Understanding Exactly How the ‘Berlin Patient’ Was Cured

The strongest proof that HIV can be cured comes from the case of Timothy Brown, the “Berlin patient.” That triumph was predicated on physicians taking advantage of nature’s own experiment: the existence of a genetic mutation in a normal cell protein, CCR5, the main co-receptor that HIV uses to gain entry into a cell.

Such a mutation can render a person virtually impervious to HIV infection. Doctors destroyed Mr. Brown’s own immune and blood-forming cells by radiation, drugs, and antibodies, and then replaced them with cells from a donor with the CCR5 mutation.

To date, however, this success has not been reproduced in other HIV-infected patients. This is because either they harbored a minority strain of HIV that uses a means of entering a cell other than CCR5, or they died too quickly from their underlying disease—usually leukemia—which is what necessitated a stem cell transplant in the first place. This has left open the question as to how much of a role the CCR5 mutation played in Mr. Brown’s cure, versus factors such as the radiation, drugs, or immune cell attack on HIV by donor cells.

> [ACTIVITY] Can you print the passage from the article on the Berlin patient, starting with "Understanding Exactly How" and going on through "into a cell.", word for word? The listing that comes next was taken from a different source than the article on the Berlin patient.

> [DATASET RECORDS]
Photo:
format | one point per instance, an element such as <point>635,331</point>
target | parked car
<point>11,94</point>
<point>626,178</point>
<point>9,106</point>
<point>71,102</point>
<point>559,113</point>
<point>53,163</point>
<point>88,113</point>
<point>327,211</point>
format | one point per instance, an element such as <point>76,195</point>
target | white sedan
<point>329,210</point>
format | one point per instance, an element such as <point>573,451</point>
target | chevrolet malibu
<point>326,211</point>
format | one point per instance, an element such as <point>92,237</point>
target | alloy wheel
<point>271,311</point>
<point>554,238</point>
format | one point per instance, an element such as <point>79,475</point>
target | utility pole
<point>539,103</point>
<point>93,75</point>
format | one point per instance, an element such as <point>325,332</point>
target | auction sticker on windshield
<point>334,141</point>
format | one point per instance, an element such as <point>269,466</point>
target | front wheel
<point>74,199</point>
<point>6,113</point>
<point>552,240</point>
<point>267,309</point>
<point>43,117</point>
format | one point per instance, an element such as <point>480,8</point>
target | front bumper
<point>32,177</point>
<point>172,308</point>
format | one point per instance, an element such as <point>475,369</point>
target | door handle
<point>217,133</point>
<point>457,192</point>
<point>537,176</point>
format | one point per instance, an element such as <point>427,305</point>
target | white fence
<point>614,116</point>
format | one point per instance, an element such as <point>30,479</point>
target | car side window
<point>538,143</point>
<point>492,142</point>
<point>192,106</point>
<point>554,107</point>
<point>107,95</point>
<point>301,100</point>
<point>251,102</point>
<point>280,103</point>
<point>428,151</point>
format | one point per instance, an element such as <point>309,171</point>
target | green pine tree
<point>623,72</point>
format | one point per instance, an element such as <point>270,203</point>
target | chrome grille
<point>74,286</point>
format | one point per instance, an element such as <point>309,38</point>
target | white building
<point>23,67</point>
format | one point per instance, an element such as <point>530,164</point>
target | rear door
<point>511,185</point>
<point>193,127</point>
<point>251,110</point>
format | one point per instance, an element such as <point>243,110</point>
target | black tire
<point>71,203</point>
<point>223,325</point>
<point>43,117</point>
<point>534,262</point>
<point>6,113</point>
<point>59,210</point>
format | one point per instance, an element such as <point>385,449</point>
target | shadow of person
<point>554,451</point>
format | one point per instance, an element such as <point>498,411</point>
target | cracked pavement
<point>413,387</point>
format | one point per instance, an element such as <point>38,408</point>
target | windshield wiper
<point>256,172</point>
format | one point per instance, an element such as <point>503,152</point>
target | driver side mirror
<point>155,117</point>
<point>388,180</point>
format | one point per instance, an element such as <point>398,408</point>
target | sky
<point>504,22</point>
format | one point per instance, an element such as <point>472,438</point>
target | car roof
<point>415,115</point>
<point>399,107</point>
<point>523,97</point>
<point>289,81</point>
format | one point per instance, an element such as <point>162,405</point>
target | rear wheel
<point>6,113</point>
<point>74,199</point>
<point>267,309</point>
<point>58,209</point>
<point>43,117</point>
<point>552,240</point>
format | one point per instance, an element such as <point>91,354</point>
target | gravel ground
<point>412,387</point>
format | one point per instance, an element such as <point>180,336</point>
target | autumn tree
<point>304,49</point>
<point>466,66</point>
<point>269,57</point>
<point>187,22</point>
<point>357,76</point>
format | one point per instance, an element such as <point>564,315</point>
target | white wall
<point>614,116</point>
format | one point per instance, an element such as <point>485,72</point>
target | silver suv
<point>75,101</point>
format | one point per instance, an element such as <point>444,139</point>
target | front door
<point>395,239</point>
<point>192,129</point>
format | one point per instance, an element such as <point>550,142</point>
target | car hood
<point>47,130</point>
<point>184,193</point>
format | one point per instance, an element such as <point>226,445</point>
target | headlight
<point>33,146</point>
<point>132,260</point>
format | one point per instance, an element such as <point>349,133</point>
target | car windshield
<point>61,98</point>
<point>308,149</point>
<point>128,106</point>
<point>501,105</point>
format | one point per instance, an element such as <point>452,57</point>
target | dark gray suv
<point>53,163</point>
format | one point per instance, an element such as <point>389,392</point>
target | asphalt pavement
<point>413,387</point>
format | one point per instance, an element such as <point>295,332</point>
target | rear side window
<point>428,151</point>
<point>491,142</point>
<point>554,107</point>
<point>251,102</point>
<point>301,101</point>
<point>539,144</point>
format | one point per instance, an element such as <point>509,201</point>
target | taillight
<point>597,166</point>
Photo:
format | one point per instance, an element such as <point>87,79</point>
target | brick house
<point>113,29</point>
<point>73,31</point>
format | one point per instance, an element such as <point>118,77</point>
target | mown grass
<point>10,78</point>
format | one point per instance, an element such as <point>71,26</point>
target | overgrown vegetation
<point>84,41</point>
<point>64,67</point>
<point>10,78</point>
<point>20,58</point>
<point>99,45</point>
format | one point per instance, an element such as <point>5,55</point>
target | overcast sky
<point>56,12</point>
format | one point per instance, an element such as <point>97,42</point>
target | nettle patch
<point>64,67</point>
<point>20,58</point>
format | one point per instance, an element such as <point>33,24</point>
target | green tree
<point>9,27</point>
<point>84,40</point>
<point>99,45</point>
...
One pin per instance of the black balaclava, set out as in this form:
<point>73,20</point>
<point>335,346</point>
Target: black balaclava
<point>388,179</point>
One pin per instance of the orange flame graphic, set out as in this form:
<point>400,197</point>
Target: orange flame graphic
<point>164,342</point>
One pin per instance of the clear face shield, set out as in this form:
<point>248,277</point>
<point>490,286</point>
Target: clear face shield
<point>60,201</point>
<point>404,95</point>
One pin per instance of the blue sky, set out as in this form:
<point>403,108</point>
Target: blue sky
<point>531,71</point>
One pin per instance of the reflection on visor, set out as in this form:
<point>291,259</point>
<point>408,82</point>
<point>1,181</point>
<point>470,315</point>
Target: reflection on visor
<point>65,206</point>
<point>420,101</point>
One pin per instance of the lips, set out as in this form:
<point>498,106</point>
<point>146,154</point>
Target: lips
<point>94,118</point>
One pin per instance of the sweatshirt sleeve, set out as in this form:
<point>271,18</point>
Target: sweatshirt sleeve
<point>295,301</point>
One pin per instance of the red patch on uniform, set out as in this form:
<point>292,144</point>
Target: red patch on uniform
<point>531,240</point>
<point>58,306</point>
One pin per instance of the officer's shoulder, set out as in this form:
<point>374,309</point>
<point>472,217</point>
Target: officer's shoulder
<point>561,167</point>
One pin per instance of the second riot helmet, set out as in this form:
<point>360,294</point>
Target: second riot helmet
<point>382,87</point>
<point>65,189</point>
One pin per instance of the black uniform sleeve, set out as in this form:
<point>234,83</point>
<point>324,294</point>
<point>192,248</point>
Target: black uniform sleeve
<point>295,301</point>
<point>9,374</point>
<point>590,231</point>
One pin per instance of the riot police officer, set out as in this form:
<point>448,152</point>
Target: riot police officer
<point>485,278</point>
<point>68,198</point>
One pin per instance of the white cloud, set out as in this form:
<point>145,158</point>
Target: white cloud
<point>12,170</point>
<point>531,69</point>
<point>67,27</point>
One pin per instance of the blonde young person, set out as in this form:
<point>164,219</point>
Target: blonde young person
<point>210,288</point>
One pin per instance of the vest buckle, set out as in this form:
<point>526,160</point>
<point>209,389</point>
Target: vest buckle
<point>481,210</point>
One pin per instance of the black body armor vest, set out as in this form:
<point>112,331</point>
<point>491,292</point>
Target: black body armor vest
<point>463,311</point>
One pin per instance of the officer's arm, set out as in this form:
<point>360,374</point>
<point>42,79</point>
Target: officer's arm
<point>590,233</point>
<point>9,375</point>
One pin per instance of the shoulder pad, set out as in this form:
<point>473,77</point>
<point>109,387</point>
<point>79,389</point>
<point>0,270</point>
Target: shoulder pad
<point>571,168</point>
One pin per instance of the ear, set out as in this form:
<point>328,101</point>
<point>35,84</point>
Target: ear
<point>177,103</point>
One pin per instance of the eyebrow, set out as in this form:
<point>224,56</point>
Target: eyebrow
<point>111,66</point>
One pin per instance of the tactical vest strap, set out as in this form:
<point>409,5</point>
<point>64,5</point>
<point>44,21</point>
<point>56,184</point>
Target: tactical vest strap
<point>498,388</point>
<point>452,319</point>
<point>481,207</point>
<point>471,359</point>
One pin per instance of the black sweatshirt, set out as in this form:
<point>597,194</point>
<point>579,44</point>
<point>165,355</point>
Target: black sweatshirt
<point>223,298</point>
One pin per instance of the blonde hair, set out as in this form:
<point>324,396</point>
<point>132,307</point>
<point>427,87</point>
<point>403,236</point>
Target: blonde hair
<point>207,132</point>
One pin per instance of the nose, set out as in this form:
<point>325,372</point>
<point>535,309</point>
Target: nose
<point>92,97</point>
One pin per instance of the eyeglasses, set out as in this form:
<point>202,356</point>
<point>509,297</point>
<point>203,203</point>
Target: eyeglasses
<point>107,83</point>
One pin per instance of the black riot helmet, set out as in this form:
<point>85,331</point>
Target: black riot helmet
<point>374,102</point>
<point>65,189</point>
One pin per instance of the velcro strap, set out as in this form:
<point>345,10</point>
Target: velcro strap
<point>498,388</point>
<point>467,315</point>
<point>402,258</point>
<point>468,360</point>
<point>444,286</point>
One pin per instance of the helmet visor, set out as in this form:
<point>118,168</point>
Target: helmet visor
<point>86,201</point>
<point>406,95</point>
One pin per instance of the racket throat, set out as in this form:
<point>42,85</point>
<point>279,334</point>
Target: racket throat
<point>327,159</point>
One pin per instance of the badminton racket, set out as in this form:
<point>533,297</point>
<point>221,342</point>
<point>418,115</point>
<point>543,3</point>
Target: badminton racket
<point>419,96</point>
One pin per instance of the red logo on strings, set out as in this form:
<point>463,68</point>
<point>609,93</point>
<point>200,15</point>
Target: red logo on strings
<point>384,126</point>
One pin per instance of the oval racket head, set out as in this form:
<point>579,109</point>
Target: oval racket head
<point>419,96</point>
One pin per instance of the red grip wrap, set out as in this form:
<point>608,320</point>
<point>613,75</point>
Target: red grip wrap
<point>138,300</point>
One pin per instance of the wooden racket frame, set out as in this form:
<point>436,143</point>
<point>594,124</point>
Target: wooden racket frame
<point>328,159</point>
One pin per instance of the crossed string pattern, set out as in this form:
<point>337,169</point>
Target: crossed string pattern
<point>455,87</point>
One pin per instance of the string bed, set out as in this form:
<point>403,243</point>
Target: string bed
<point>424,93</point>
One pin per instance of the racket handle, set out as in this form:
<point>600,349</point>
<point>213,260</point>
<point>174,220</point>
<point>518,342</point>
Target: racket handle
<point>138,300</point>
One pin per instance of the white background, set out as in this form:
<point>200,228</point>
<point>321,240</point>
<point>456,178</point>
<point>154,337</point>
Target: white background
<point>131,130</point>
==
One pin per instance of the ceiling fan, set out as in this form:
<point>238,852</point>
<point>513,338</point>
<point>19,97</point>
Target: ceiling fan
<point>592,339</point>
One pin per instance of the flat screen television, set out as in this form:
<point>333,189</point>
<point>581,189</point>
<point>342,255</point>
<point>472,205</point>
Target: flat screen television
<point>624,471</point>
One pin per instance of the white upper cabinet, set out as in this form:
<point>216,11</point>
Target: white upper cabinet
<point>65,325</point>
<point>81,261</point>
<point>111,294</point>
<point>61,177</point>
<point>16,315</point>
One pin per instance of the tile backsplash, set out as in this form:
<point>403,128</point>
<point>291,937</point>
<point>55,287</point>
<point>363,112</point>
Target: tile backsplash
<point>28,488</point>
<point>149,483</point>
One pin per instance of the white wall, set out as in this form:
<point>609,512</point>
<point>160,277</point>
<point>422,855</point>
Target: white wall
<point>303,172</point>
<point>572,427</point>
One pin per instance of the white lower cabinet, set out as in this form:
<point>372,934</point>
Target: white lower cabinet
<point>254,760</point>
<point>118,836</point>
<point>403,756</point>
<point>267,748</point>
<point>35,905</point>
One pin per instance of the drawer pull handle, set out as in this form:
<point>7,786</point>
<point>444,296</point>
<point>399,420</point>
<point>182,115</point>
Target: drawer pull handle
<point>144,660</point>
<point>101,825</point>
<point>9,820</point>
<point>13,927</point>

> [YOUR SOLUTION]
Understanding Exactly How the ‘Berlin Patient’ Was Cured

The strongest proof that HIV can be cured comes from the case of Timothy Brown, the “Berlin patient.” That triumph was predicated on physicians taking advantage of nature’s own experiment: the existence of a genetic mutation in a normal cell protein, CCR5, the main co-receptor that HIV uses to gain entry into a cell.